** Opening Supplied material block **

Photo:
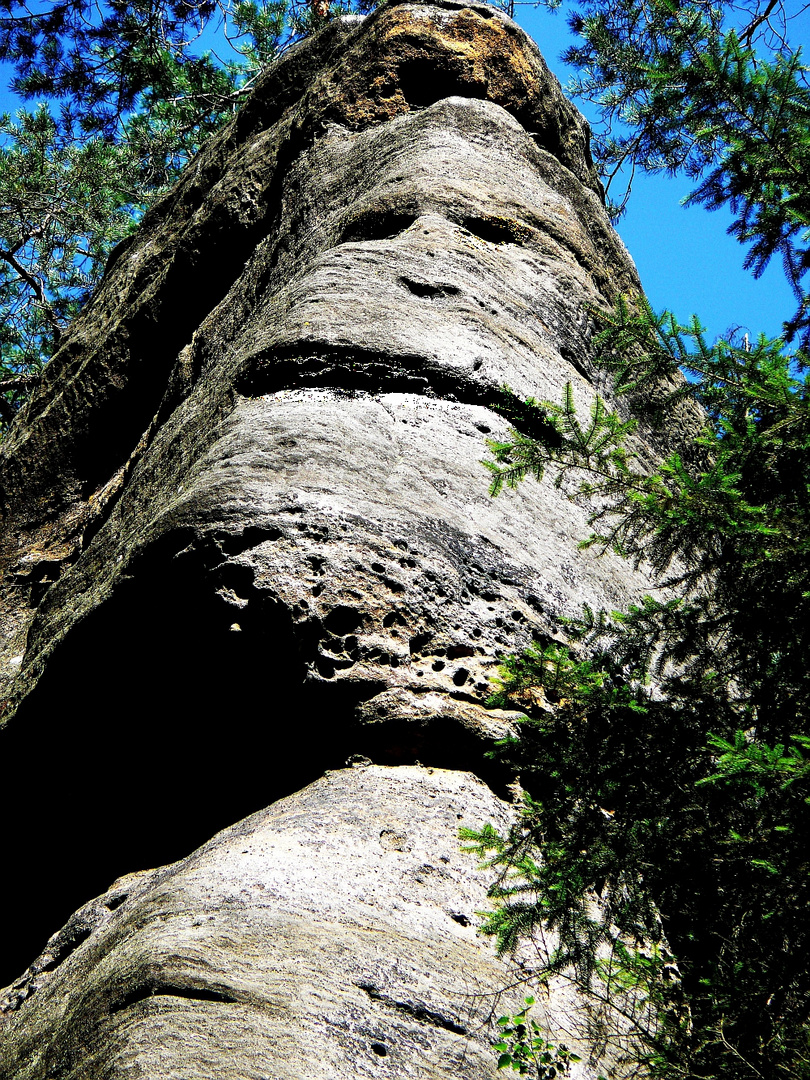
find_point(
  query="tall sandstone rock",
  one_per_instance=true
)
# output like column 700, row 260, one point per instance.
column 247, row 538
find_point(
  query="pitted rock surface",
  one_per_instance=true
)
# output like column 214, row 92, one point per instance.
column 247, row 535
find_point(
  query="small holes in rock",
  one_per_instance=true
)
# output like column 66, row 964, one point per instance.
column 342, row 620
column 461, row 919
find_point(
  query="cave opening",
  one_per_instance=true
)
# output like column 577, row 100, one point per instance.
column 156, row 725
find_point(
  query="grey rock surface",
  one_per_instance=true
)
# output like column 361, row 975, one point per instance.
column 246, row 534
column 332, row 935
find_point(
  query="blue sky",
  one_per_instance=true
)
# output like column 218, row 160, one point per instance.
column 686, row 258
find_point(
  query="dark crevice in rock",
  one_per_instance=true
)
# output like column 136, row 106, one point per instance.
column 66, row 944
column 423, row 82
column 496, row 230
column 428, row 291
column 417, row 1010
column 352, row 369
column 146, row 993
column 376, row 225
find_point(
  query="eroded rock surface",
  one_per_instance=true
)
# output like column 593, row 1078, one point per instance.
column 332, row 935
column 246, row 531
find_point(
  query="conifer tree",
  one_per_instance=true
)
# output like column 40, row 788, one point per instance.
column 666, row 752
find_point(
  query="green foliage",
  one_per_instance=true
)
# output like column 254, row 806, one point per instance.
column 665, row 746
column 714, row 90
column 523, row 1048
column 124, row 98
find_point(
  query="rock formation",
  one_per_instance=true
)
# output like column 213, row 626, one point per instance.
column 246, row 535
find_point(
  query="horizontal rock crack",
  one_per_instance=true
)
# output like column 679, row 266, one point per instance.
column 417, row 1010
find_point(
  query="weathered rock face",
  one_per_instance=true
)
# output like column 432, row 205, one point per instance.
column 247, row 534
column 332, row 935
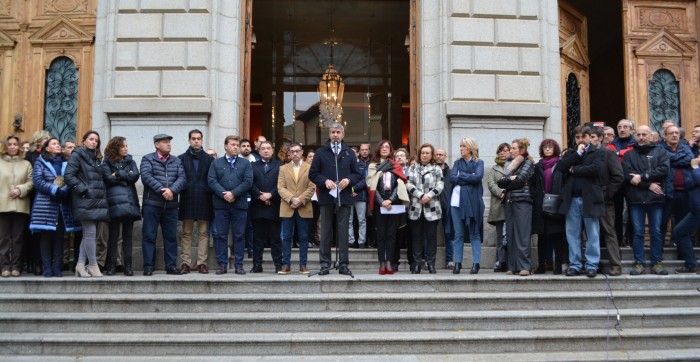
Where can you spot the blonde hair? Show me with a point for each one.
(473, 147)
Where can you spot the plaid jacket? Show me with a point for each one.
(425, 180)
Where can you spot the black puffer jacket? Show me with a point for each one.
(120, 177)
(88, 190)
(652, 164)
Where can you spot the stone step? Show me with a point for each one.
(256, 302)
(269, 322)
(267, 283)
(319, 343)
(641, 355)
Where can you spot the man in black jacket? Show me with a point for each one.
(265, 208)
(163, 179)
(645, 169)
(195, 203)
(612, 181)
(333, 169)
(583, 199)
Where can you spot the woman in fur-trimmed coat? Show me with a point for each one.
(425, 184)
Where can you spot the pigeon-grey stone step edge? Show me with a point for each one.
(644, 355)
(223, 303)
(263, 322)
(269, 283)
(303, 343)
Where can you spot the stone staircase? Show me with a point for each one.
(369, 317)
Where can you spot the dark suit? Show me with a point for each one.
(237, 179)
(583, 199)
(266, 221)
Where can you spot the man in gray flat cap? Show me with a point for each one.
(163, 178)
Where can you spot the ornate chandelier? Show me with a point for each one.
(330, 94)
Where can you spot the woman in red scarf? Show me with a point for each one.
(386, 181)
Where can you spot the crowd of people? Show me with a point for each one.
(602, 189)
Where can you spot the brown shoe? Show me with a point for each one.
(615, 271)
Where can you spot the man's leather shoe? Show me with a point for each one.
(571, 272)
(615, 271)
(221, 270)
(284, 271)
(172, 271)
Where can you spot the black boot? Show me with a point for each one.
(110, 269)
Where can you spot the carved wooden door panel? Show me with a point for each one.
(573, 55)
(661, 61)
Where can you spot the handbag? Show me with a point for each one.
(551, 204)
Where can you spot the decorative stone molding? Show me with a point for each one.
(50, 7)
(665, 44)
(61, 31)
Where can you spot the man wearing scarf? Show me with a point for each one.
(195, 203)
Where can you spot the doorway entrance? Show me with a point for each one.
(295, 41)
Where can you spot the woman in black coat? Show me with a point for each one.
(548, 227)
(89, 196)
(518, 205)
(120, 174)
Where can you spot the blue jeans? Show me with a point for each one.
(236, 219)
(653, 213)
(573, 236)
(682, 232)
(302, 226)
(449, 236)
(461, 228)
(167, 219)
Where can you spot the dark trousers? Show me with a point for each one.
(387, 225)
(675, 208)
(267, 231)
(236, 220)
(342, 215)
(127, 231)
(609, 236)
(52, 249)
(424, 235)
(11, 225)
(167, 220)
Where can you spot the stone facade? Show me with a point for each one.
(487, 70)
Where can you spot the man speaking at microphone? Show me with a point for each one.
(333, 170)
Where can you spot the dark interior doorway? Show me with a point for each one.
(293, 42)
(605, 51)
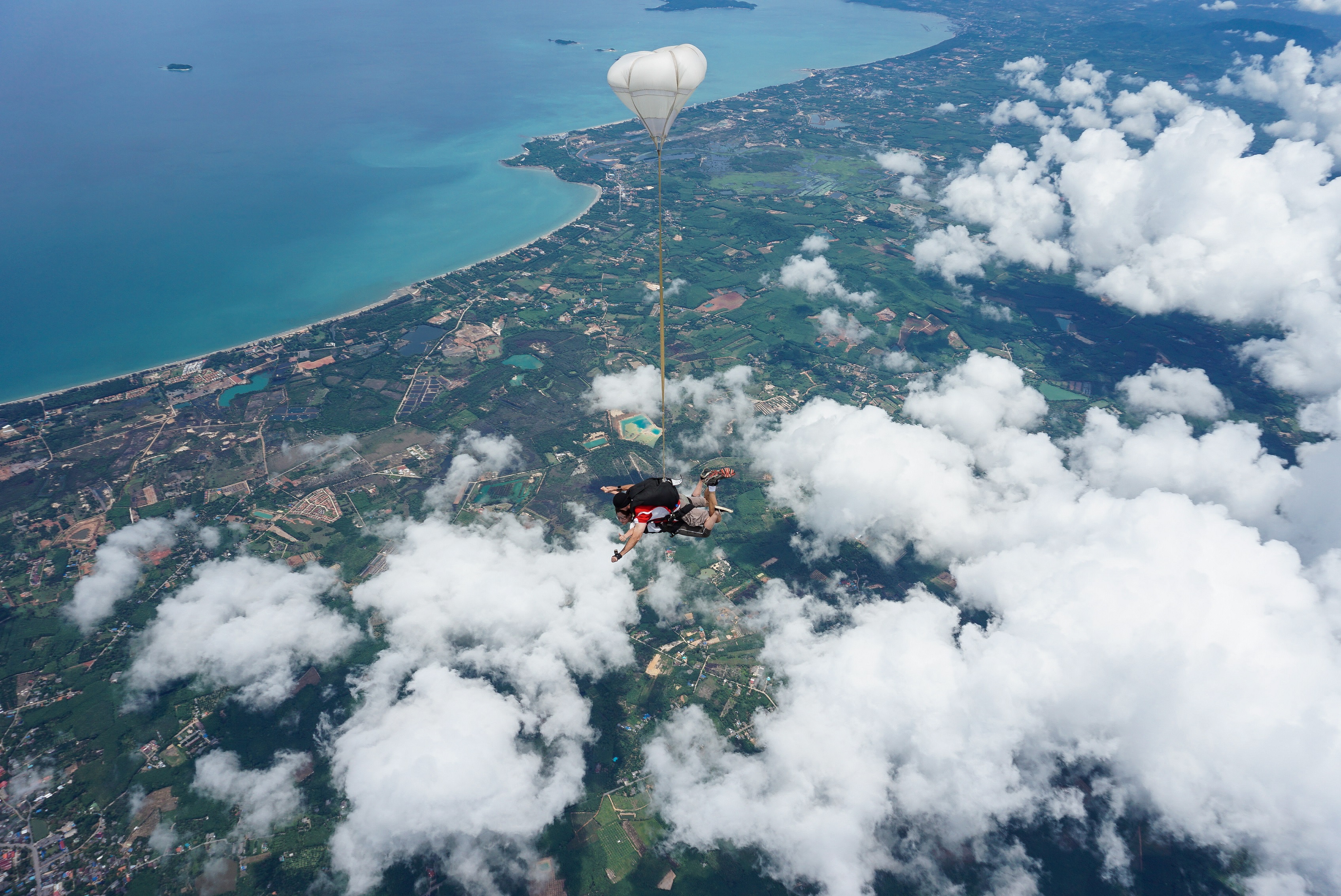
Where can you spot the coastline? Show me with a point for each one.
(395, 295)
(406, 290)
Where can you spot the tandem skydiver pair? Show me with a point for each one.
(655, 505)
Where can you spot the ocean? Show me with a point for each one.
(319, 155)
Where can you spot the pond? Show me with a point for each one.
(525, 363)
(255, 386)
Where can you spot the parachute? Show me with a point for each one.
(655, 85)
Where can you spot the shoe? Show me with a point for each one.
(714, 476)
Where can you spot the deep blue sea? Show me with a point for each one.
(319, 156)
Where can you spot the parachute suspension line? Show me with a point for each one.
(661, 291)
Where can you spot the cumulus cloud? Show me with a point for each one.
(1026, 112)
(722, 395)
(117, 568)
(900, 361)
(1126, 623)
(267, 799)
(1017, 200)
(1304, 86)
(910, 188)
(476, 455)
(1174, 391)
(470, 733)
(816, 277)
(247, 624)
(902, 163)
(1025, 73)
(816, 243)
(1194, 223)
(848, 329)
(1228, 466)
(291, 457)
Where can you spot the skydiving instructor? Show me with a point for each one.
(643, 510)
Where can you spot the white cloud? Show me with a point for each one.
(902, 163)
(1174, 391)
(900, 361)
(1139, 110)
(470, 733)
(478, 454)
(247, 624)
(1017, 200)
(910, 188)
(816, 277)
(1025, 73)
(1026, 112)
(1303, 85)
(1132, 631)
(849, 329)
(267, 799)
(1228, 466)
(954, 253)
(816, 243)
(117, 568)
(290, 457)
(1195, 223)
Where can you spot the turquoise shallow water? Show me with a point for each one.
(258, 383)
(319, 156)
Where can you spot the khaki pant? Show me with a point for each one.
(699, 516)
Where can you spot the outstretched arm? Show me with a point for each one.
(629, 540)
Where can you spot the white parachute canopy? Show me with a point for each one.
(657, 84)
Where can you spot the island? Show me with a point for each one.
(301, 454)
(680, 6)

** Closing Supplied material block **

The task> Search the records for the word "surface" and copy out every line that holds it.

Completed task>
  query="pitted rock surface",
  query="grey rock surface",
  query="eroded rock surface",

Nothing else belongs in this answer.